++++ Available data ++++

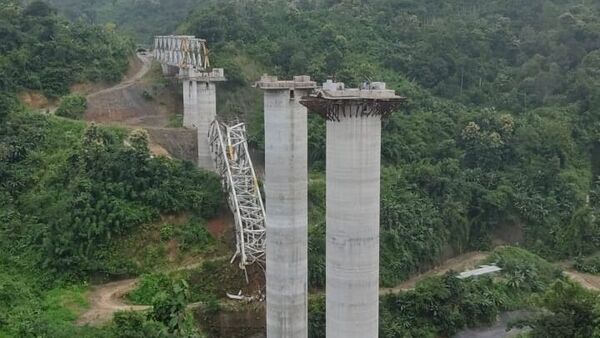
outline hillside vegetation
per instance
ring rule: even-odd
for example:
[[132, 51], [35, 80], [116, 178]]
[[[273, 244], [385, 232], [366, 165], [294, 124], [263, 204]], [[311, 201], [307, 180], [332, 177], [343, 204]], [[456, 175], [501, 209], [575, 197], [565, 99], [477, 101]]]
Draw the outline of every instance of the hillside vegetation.
[[[254, 80], [239, 62], [252, 59], [280, 76], [382, 80], [409, 98], [383, 134], [382, 283], [393, 285], [507, 231], [548, 258], [598, 249], [598, 14], [551, 0], [208, 1], [179, 31], [208, 39], [231, 90]], [[321, 172], [315, 117], [309, 147]]]
[[139, 43], [169, 35], [201, 1], [198, 0], [49, 0], [74, 21], [116, 26]]
[[[222, 203], [215, 175], [151, 156], [143, 132], [26, 112], [15, 99], [118, 81], [133, 50], [123, 32], [147, 43], [173, 31], [209, 41], [229, 78], [220, 114], [244, 118], [259, 150], [261, 93], [249, 86], [264, 71], [385, 81], [409, 98], [383, 125], [382, 286], [499, 243], [535, 253], [497, 249], [497, 278], [450, 272], [382, 297], [381, 337], [450, 336], [522, 308], [531, 337], [600, 336], [597, 294], [545, 260], [600, 249], [597, 2], [53, 0], [72, 22], [24, 2], [0, 0], [0, 337], [197, 337], [187, 302], [214, 316], [221, 284], [243, 287], [222, 257], [158, 271], [166, 242], [214, 244], [203, 225]], [[67, 96], [60, 114], [83, 107]], [[325, 124], [311, 116], [309, 126], [310, 326], [323, 337]], [[192, 218], [165, 224], [173, 214]], [[151, 311], [74, 326], [87, 281], [141, 273], [129, 299]]]
[[127, 70], [130, 39], [112, 30], [69, 22], [42, 1], [21, 8], [0, 1], [0, 114], [16, 105], [14, 94], [39, 90], [68, 94], [78, 82], [115, 82]]
[[[143, 336], [198, 336], [181, 282], [152, 300], [147, 317], [121, 315], [102, 329], [73, 322], [87, 307], [87, 282], [156, 270], [167, 242], [177, 244], [169, 254], [214, 246], [203, 226], [222, 203], [216, 175], [152, 156], [144, 131], [35, 114], [15, 99], [120, 80], [130, 40], [39, 1], [0, 1], [0, 30], [0, 337], [131, 337], [132, 323]], [[67, 96], [57, 114], [80, 118], [82, 107], [85, 98]], [[169, 215], [191, 220], [168, 224]]]

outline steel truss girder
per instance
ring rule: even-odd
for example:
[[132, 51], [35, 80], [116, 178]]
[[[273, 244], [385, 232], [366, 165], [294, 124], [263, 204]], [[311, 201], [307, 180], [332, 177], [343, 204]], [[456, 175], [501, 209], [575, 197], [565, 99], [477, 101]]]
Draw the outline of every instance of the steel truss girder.
[[246, 141], [246, 126], [215, 120], [209, 132], [211, 154], [233, 212], [239, 266], [265, 263], [265, 207]]
[[182, 69], [210, 68], [206, 40], [187, 35], [154, 37], [154, 58], [161, 64]]

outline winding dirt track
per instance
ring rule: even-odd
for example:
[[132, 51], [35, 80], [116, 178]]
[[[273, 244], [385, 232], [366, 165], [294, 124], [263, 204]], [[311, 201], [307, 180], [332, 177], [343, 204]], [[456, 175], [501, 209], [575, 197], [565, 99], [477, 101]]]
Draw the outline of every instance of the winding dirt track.
[[135, 289], [137, 279], [127, 279], [94, 286], [88, 296], [90, 308], [84, 312], [77, 325], [101, 325], [112, 319], [118, 311], [144, 311], [150, 306], [128, 305], [123, 301], [123, 296]]
[[[91, 93], [87, 96], [87, 98], [89, 99], [99, 95], [122, 91], [139, 82], [150, 71], [152, 61], [145, 55], [138, 54], [138, 58], [142, 61], [142, 67], [136, 74], [113, 87]], [[450, 270], [464, 271], [474, 268], [488, 256], [489, 253], [487, 252], [475, 251], [465, 253], [444, 262], [442, 265], [430, 271], [414, 276], [396, 287], [382, 288], [380, 290], [380, 294], [384, 295], [389, 293], [398, 293], [404, 290], [412, 289], [415, 287], [417, 282], [427, 277], [443, 275]], [[201, 262], [196, 262], [194, 264], [181, 267], [177, 270], [194, 269], [199, 267], [201, 264]], [[565, 268], [565, 266], [561, 266], [561, 268]], [[565, 275], [588, 289], [600, 290], [600, 276], [584, 274], [571, 269], [565, 271]], [[115, 312], [145, 311], [150, 309], [150, 306], [148, 305], [129, 305], [123, 300], [123, 297], [127, 293], [136, 288], [138, 281], [138, 279], [127, 279], [92, 287], [92, 290], [88, 295], [90, 307], [76, 321], [77, 325], [102, 325], [110, 321]], [[195, 308], [199, 305], [200, 303], [194, 303], [190, 304], [189, 307]]]
[[462, 272], [468, 269], [472, 269], [479, 265], [488, 256], [488, 252], [481, 251], [473, 251], [456, 256], [445, 261], [440, 266], [437, 266], [425, 273], [410, 278], [409, 280], [403, 282], [402, 284], [399, 284], [398, 286], [395, 286], [393, 288], [381, 288], [379, 289], [379, 294], [385, 295], [389, 293], [399, 293], [401, 291], [410, 290], [415, 287], [417, 282], [422, 281], [427, 277], [443, 275], [450, 270]]
[[[488, 252], [468, 252], [463, 255], [447, 260], [440, 266], [429, 270], [420, 275], [403, 282], [394, 288], [382, 288], [381, 295], [390, 293], [399, 293], [410, 290], [415, 287], [417, 282], [431, 276], [443, 275], [450, 270], [464, 271], [481, 264], [489, 256]], [[196, 262], [190, 265], [180, 267], [174, 271], [190, 270], [199, 267], [202, 263]], [[557, 266], [562, 267], [560, 264]], [[580, 273], [573, 270], [565, 271], [565, 275], [572, 280], [580, 283], [583, 287], [590, 290], [600, 290], [600, 276]], [[145, 311], [150, 309], [146, 305], [129, 305], [123, 300], [123, 297], [134, 290], [138, 279], [128, 279], [118, 282], [111, 282], [104, 285], [98, 285], [92, 288], [88, 296], [90, 308], [77, 320], [78, 325], [101, 325], [112, 319], [115, 312], [118, 311]], [[190, 308], [196, 308], [200, 303], [190, 304]]]
[[600, 290], [600, 276], [590, 275], [573, 269], [566, 270], [564, 274], [588, 290]]
[[122, 81], [119, 84], [116, 84], [112, 87], [105, 88], [105, 89], [99, 90], [94, 93], [90, 93], [86, 96], [86, 98], [91, 99], [91, 98], [94, 98], [99, 95], [108, 94], [108, 93], [126, 89], [128, 87], [133, 86], [136, 82], [140, 81], [144, 76], [146, 76], [146, 74], [148, 74], [148, 72], [151, 69], [152, 59], [147, 55], [142, 55], [139, 53], [136, 55], [137, 55], [137, 58], [140, 61], [142, 61], [142, 67], [137, 71], [137, 73], [135, 73], [133, 76], [125, 79], [124, 81]]
[[[217, 257], [213, 259], [222, 259]], [[178, 267], [168, 272], [193, 270], [199, 268], [205, 260], [196, 260], [194, 263]], [[96, 285], [87, 296], [90, 307], [77, 319], [77, 325], [98, 326], [109, 322], [115, 312], [119, 311], [146, 311], [150, 305], [131, 305], [124, 301], [125, 295], [135, 290], [139, 278], [126, 279], [107, 284]], [[188, 304], [188, 308], [197, 308], [201, 303]]]

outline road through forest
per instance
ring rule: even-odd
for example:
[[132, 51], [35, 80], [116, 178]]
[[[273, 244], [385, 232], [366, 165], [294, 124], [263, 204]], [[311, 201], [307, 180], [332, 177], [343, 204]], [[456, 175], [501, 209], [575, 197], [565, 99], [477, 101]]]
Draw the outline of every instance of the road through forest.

++++

### [Problem description]
Only the text of the records belongs in the answer; reproduce it verbatim, with no pictures.

### [Final answer]
outline hillside vegetation
per instance
ring rule: even-odd
for example:
[[132, 51], [35, 80], [116, 178]]
[[[273, 244], [385, 232], [366, 165], [294, 124], [263, 204]], [[311, 201], [307, 180], [332, 177], [343, 204]], [[456, 175], [501, 209], [575, 197], [565, 99], [477, 101]]]
Draw the outline of every instance of the hillside vegetation.
[[[254, 80], [239, 62], [252, 59], [280, 76], [382, 80], [409, 98], [383, 134], [382, 283], [393, 285], [507, 231], [548, 258], [598, 249], [598, 14], [551, 0], [208, 1], [179, 31], [208, 39], [231, 90]], [[321, 172], [315, 117], [309, 147]]]
[[139, 43], [169, 35], [201, 1], [198, 0], [49, 0], [74, 21], [116, 26]]
[[[222, 203], [215, 175], [151, 156], [143, 132], [26, 112], [15, 99], [118, 81], [133, 50], [123, 32], [147, 43], [173, 31], [209, 41], [229, 78], [220, 114], [244, 118], [259, 150], [261, 93], [249, 86], [264, 71], [385, 81], [409, 98], [383, 125], [382, 286], [499, 243], [535, 253], [497, 249], [497, 278], [450, 272], [382, 297], [381, 337], [450, 336], [522, 308], [531, 337], [600, 336], [597, 294], [545, 260], [600, 249], [597, 2], [53, 0], [72, 22], [24, 2], [0, 0], [0, 337], [197, 337], [187, 302], [214, 316], [221, 284], [243, 287], [222, 257], [158, 271], [166, 242], [214, 244], [203, 225]], [[67, 96], [60, 114], [83, 107]], [[325, 124], [311, 116], [309, 126], [310, 326], [323, 337]], [[192, 218], [165, 224], [173, 214]], [[151, 311], [74, 326], [87, 281], [141, 273], [129, 299]]]
[[127, 70], [130, 39], [112, 30], [69, 22], [42, 1], [21, 8], [0, 1], [0, 114], [16, 105], [14, 94], [39, 90], [68, 94], [78, 82], [115, 82]]
[[[143, 336], [198, 336], [181, 282], [152, 300], [147, 317], [121, 315], [102, 329], [73, 322], [87, 307], [87, 282], [156, 270], [167, 242], [177, 244], [169, 254], [214, 246], [203, 226], [222, 203], [216, 175], [152, 156], [144, 131], [35, 114], [15, 99], [120, 80], [130, 40], [39, 1], [0, 1], [0, 30], [0, 337], [131, 337], [132, 323]], [[67, 96], [57, 114], [80, 118], [82, 107], [85, 98]], [[169, 215], [191, 220], [168, 224]]]

outline steel truss girder
per instance
ring rule: even-odd
for example:
[[132, 51], [35, 80], [116, 178]]
[[[273, 244], [385, 232], [366, 165], [294, 124], [263, 204]], [[311, 201], [307, 180], [332, 177], [343, 204]], [[456, 175], [501, 209], [575, 197], [565, 99], [477, 101]]]
Draw the outline of every instance of the steel truss girder.
[[246, 141], [246, 126], [215, 120], [209, 132], [211, 154], [233, 212], [239, 266], [265, 263], [265, 207]]
[[182, 69], [210, 68], [206, 40], [187, 35], [154, 37], [154, 58], [161, 64]]

outline winding dirt track
per instance
ring rule: even-odd
for example:
[[132, 51], [35, 80], [116, 178]]
[[[273, 244], [385, 232], [366, 165], [294, 124], [263, 204]], [[311, 201], [307, 180], [332, 177], [343, 204]], [[456, 175], [501, 209], [575, 197], [565, 99], [477, 101]]]
Draw the outline of every instance of the winding dirt track.
[[135, 289], [137, 279], [127, 279], [94, 286], [88, 296], [90, 308], [84, 312], [77, 325], [101, 325], [112, 319], [118, 311], [144, 311], [150, 306], [128, 305], [123, 301], [123, 296]]
[[[91, 93], [87, 96], [87, 98], [89, 99], [99, 95], [122, 91], [139, 82], [150, 71], [152, 61], [145, 55], [138, 54], [138, 58], [142, 61], [142, 67], [136, 74], [113, 87]], [[450, 270], [464, 271], [474, 268], [488, 256], [489, 253], [487, 252], [475, 251], [465, 253], [444, 262], [442, 265], [430, 271], [414, 276], [396, 287], [382, 288], [380, 290], [380, 294], [384, 295], [389, 293], [398, 293], [404, 290], [412, 289], [415, 287], [417, 282], [427, 277], [443, 275]], [[201, 262], [196, 262], [194, 264], [181, 267], [177, 270], [194, 269], [199, 267], [201, 264]], [[565, 268], [565, 266], [561, 266], [561, 268]], [[565, 275], [588, 289], [600, 290], [600, 276], [584, 274], [571, 269], [565, 271]], [[115, 312], [145, 311], [150, 309], [150, 306], [148, 305], [129, 305], [123, 300], [123, 297], [127, 293], [136, 288], [138, 281], [138, 279], [127, 279], [92, 287], [92, 290], [88, 295], [90, 307], [76, 321], [77, 325], [102, 325], [110, 321]], [[195, 308], [199, 305], [200, 303], [194, 303], [190, 304], [189, 307]]]
[[462, 272], [468, 269], [472, 269], [479, 265], [488, 256], [488, 252], [481, 251], [473, 251], [456, 256], [445, 261], [440, 266], [437, 266], [425, 273], [410, 278], [409, 280], [403, 282], [402, 284], [399, 284], [398, 286], [395, 286], [393, 288], [381, 288], [379, 289], [379, 294], [385, 295], [389, 293], [399, 293], [401, 291], [410, 290], [415, 287], [417, 282], [422, 281], [427, 277], [443, 275], [450, 270]]
[[[488, 252], [468, 252], [463, 255], [447, 260], [440, 266], [429, 270], [420, 275], [403, 282], [394, 288], [382, 288], [381, 295], [390, 293], [399, 293], [410, 290], [415, 287], [417, 282], [431, 276], [443, 275], [450, 270], [464, 271], [481, 264], [489, 256]], [[196, 262], [190, 265], [180, 267], [174, 271], [190, 270], [199, 267], [202, 263]], [[557, 266], [562, 267], [560, 264]], [[580, 273], [573, 270], [565, 271], [565, 275], [572, 280], [580, 283], [583, 287], [590, 290], [600, 290], [600, 276]], [[145, 311], [150, 309], [146, 305], [129, 305], [123, 300], [123, 297], [134, 290], [138, 279], [128, 279], [118, 282], [111, 282], [104, 285], [98, 285], [92, 288], [88, 296], [90, 308], [77, 320], [78, 325], [101, 325], [112, 319], [115, 312], [118, 311]], [[190, 308], [196, 308], [200, 303], [190, 304]]]
[[600, 290], [600, 276], [590, 275], [573, 269], [566, 270], [564, 274], [588, 290]]
[[122, 81], [119, 84], [116, 84], [112, 87], [105, 88], [105, 89], [99, 90], [94, 93], [90, 93], [86, 96], [86, 98], [91, 99], [91, 98], [94, 98], [99, 95], [108, 94], [108, 93], [126, 89], [128, 87], [133, 86], [136, 82], [140, 81], [144, 76], [146, 76], [146, 74], [148, 74], [148, 72], [151, 69], [152, 59], [147, 55], [142, 55], [139, 53], [136, 55], [137, 55], [137, 58], [140, 61], [142, 61], [142, 67], [137, 71], [137, 73], [135, 73], [133, 76], [125, 79], [124, 81]]
[[[217, 257], [213, 259], [222, 259]], [[178, 267], [168, 272], [193, 270], [199, 268], [205, 260], [196, 260], [194, 263]], [[96, 285], [87, 296], [90, 307], [77, 319], [77, 325], [98, 326], [109, 322], [115, 312], [119, 311], [146, 311], [150, 305], [131, 305], [124, 301], [125, 295], [135, 290], [139, 278], [126, 279], [107, 284]], [[188, 304], [188, 308], [197, 308], [201, 303]]]

outline road through forest
per instance
ring rule: even-odd
for example:
[[132, 51], [35, 80], [116, 178]]
[[[273, 244], [385, 232], [366, 165], [294, 124], [263, 204]], [[311, 201], [307, 180], [332, 177], [343, 204]], [[456, 175], [501, 209], [575, 197], [565, 99], [477, 101]]]
Draw the outline of every instance of the road through forest.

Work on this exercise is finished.